WHAT THE TASK ASKS — Copy out every item below word for word, keeping each line as it stands.

DATA SECTION —
========
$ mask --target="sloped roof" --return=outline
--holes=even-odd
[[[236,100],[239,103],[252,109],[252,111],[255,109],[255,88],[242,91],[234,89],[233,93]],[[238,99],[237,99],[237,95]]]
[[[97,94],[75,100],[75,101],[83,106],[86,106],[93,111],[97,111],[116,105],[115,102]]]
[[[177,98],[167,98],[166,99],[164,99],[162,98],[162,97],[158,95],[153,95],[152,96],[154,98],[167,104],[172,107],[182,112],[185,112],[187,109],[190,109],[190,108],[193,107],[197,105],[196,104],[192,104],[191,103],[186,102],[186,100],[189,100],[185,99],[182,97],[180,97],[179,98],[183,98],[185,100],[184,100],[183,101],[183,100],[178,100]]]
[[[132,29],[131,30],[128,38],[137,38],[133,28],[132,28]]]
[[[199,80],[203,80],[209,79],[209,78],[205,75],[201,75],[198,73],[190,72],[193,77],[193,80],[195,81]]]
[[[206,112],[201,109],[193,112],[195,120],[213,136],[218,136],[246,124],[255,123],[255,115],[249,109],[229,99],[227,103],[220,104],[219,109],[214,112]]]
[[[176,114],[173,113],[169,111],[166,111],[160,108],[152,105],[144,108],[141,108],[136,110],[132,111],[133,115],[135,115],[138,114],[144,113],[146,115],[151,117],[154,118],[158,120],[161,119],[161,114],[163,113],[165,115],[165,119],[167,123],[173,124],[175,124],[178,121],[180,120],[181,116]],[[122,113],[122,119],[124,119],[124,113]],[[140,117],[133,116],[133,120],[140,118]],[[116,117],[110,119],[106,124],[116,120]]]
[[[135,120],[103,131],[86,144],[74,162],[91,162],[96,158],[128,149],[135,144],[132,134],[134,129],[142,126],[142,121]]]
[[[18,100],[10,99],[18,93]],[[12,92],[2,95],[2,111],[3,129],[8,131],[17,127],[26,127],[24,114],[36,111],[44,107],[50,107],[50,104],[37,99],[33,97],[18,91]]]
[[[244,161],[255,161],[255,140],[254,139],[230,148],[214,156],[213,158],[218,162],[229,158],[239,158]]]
========
WORKED SOLUTION —
$ mask --target="sloped roof" --return=outline
--holes=even-odd
[[[236,100],[239,103],[252,109],[252,111],[255,109],[255,88],[242,91],[234,89],[233,93]],[[238,99],[237,99],[237,95]]]
[[[97,94],[75,100],[75,101],[83,106],[86,106],[93,111],[97,111],[116,105],[115,102]]]
[[[177,98],[167,98],[166,99],[164,99],[162,98],[162,97],[158,95],[153,95],[152,96],[154,98],[167,104],[172,107],[182,112],[185,112],[187,109],[190,109],[190,108],[193,107],[197,105],[196,104],[192,104],[191,103],[186,102],[186,100],[189,100],[185,99],[182,97],[180,97],[179,98],[183,98],[185,100],[184,100],[183,101],[183,100],[178,100]]]
[[[132,29],[131,30],[128,38],[137,38],[133,28],[132,28]]]
[[[199,80],[203,80],[209,79],[209,78],[205,75],[201,75],[198,73],[190,72],[193,77],[193,80],[195,81]]]
[[[206,112],[201,109],[193,112],[195,120],[213,136],[218,136],[246,124],[255,123],[255,115],[249,109],[229,99],[227,103],[220,104],[219,109],[214,112]]]
[[[176,114],[173,113],[169,111],[166,111],[160,108],[152,105],[144,108],[141,108],[136,110],[132,111],[133,115],[135,115],[138,114],[144,113],[146,115],[151,117],[154,118],[158,120],[161,119],[161,114],[163,113],[165,115],[165,119],[167,123],[173,124],[175,124],[178,121],[180,120],[181,116]],[[122,113],[122,119],[124,119],[124,113]],[[140,117],[133,116],[133,120],[140,118]],[[116,117],[110,119],[106,124],[116,120]]]
[[[135,120],[103,131],[86,144],[74,162],[91,162],[96,158],[128,149],[135,144],[132,134],[134,129],[142,126],[142,121]]]
[[[18,100],[10,99],[18,93]],[[12,92],[2,95],[2,111],[3,129],[8,131],[17,127],[26,127],[24,114],[36,111],[44,107],[50,107],[50,104],[37,99],[33,97],[18,91]]]
[[[244,161],[255,161],[255,140],[254,139],[230,148],[214,156],[213,158],[218,162],[229,158],[239,158]]]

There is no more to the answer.